Aşağıdaki kayıtların tüm satırlarını, her satır için bir dize olacak biçimde bir JSON listesi olarak düzenleyin ve boş satırları atlayın. Resim yerine geçen satırları listeye almayın.

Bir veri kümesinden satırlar

——————————

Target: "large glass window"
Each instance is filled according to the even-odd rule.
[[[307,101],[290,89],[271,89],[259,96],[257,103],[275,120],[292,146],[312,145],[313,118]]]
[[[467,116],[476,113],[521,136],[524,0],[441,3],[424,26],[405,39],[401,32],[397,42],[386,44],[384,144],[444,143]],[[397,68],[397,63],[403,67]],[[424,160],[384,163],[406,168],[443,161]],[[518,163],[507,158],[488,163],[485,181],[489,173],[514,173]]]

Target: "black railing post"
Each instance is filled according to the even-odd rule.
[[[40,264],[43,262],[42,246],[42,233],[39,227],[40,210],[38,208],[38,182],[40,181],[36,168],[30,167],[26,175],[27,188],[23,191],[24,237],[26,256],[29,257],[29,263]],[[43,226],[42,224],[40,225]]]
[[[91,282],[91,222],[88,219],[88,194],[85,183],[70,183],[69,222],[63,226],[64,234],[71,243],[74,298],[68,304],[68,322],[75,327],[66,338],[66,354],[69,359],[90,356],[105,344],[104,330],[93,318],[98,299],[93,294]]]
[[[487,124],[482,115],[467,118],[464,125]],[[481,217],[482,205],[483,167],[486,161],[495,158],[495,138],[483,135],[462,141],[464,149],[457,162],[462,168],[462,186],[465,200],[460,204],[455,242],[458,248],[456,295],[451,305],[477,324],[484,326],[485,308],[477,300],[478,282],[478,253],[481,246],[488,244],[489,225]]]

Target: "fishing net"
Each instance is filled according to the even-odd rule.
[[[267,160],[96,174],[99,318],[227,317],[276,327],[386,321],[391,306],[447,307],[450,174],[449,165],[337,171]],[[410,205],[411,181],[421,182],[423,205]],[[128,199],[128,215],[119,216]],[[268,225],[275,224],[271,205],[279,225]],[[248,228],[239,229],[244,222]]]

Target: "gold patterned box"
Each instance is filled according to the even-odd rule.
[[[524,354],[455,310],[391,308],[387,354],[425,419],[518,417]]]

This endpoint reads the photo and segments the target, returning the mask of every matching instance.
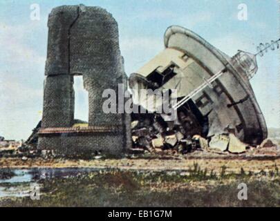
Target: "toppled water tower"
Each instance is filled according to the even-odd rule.
[[[105,114],[105,89],[126,84],[118,24],[98,7],[64,6],[49,15],[44,110],[38,148],[65,155],[119,154],[130,146],[130,117]],[[88,126],[73,127],[73,77],[88,92]],[[125,88],[124,88],[125,90]],[[117,104],[118,105],[118,104]]]
[[[192,112],[196,117],[192,121],[200,124],[201,134],[207,137],[231,133],[251,144],[267,137],[265,122],[249,81],[257,70],[255,55],[239,51],[231,58],[176,26],[167,28],[164,41],[165,49],[129,77],[132,89],[177,90],[178,115],[184,108],[188,110],[185,113]]]

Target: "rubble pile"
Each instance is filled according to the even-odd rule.
[[[131,115],[134,152],[169,150],[185,154],[203,148],[197,140],[203,135],[203,130],[194,116],[181,111],[177,121],[165,121],[164,117],[156,113]]]
[[[240,141],[233,133],[207,137],[194,118],[178,115],[178,122],[166,122],[160,114],[131,115],[131,153],[187,154],[194,151],[218,154],[276,155],[279,146],[270,140],[254,146]]]
[[[30,146],[23,141],[2,140],[0,142],[0,157],[34,158],[39,153],[36,146]]]

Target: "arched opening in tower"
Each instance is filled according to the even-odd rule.
[[[88,126],[88,93],[84,87],[82,76],[74,77],[75,111],[74,125]]]

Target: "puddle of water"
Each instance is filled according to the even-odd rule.
[[[0,169],[1,170],[1,169]],[[39,180],[68,177],[80,173],[88,173],[99,170],[92,168],[66,169],[11,169],[15,175],[10,179],[0,180],[0,198],[29,196],[31,185]],[[6,186],[8,184],[8,187]]]

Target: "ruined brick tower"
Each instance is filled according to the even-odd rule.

——————————

### Yazılı Yanıt:
[
  "Target: \"large glass window\"",
  "Each instance is filled according to the even-odd rule.",
  "[[[307,101],[290,89],[271,89],[259,96],[257,103],[275,120],[292,146],[312,145],[313,118]]]",
  "[[[467,116],[476,113],[521,136],[524,0],[441,3],[424,26],[405,39],[401,32],[397,42],[386,44],[384,144],[444,143]],[[397,68],[397,63],[403,67]],[[424,160],[384,163],[406,168],[443,161]],[[518,163],[507,158],[488,163],[485,181],[489,173],[514,173]]]",
  "Target: \"black railing post\"",
  "Each instance is filled according to the even-odd rule.",
  "[[[40,264],[43,262],[42,246],[42,233],[39,227],[40,210],[38,208],[38,182],[40,181],[36,168],[30,167],[26,175],[27,188],[23,191],[24,237],[26,256],[29,257],[29,263]],[[43,226],[42,224],[40,225]]]",
  "[[[91,282],[91,222],[88,219],[88,194],[85,183],[70,183],[69,222],[63,226],[64,234],[71,243],[74,298],[68,304],[68,322],[75,327],[66,338],[66,354],[69,359],[90,356],[105,344],[104,330],[93,318],[98,299],[93,294]]]",
  "[[[487,124],[482,115],[467,118],[464,125]],[[481,217],[482,205],[483,167],[486,161],[495,158],[495,138],[483,135],[462,141],[464,149],[457,162],[462,168],[462,186],[465,200],[460,204],[455,242],[458,248],[456,295],[451,305],[477,324],[484,326],[485,308],[477,300],[478,282],[478,253],[481,246],[488,244],[489,225]]]",
  "Target: \"fishing net\"",
  "Each instance is filled according to the even-odd rule.",
  "[[[267,160],[96,174],[99,318],[227,317],[276,327],[386,321],[391,306],[447,307],[450,174],[449,165],[337,171]],[[410,205],[411,181],[421,182],[423,205]],[[128,199],[128,215],[119,216]],[[268,225],[275,224],[271,205],[279,225]],[[248,228],[239,229],[244,222]]]",
  "Target: \"gold patterned box\"",
  "Each instance is filled according to the even-odd rule.",
  "[[[524,354],[455,310],[391,308],[387,354],[425,419],[518,417]]]",
  "This endpoint reads the photo and segments the target, returning the mask of every matching instance.",
  "Target: \"toppled water tower\"",
  "Each instance is filled according to the even-odd rule.",
  "[[[105,114],[105,89],[126,84],[118,24],[98,7],[64,6],[49,15],[44,110],[38,148],[65,155],[119,154],[130,146],[130,117]],[[88,126],[73,127],[73,77],[88,92]],[[125,88],[124,88],[125,90]],[[117,104],[118,105],[118,104]]]",
  "[[[192,112],[196,117],[192,121],[200,124],[201,134],[207,137],[231,133],[251,144],[267,137],[265,122],[249,81],[257,70],[255,55],[239,51],[231,58],[176,26],[167,28],[164,41],[165,49],[129,77],[132,89],[177,90],[178,115],[184,108],[188,110],[185,113]]]",
  "Target: \"rubble pile\"",
  "Each instance is filled according to the even-odd rule.",
  "[[[131,115],[134,152],[169,150],[185,154],[203,148],[197,140],[203,135],[203,130],[194,116],[181,111],[177,121],[165,121],[164,117],[156,113]]]",
  "[[[240,141],[233,133],[207,137],[194,118],[178,115],[178,122],[166,122],[160,114],[131,115],[131,153],[187,154],[194,151],[218,154],[276,155],[279,146],[270,140],[254,146]]]",
  "[[[30,146],[23,141],[2,140],[0,142],[0,157],[34,158],[39,153],[36,146]]]",
  "Target: \"arched opening in tower\"",
  "Each instance is filled according to the even-odd rule.",
  "[[[88,126],[88,93],[84,87],[82,76],[74,77],[75,111],[74,125]]]",
  "Target: \"puddle of water\"",
  "Each instance is filled according to the even-odd rule.",
  "[[[0,169],[1,170],[1,169]],[[39,180],[68,177],[80,173],[88,173],[99,170],[92,168],[66,169],[11,169],[15,175],[10,179],[0,180],[0,198],[29,196],[31,185]],[[6,186],[8,184],[8,187]]]",
  "Target: \"ruined brick tower\"",
  "Each instance is filled according to the even-odd rule."
]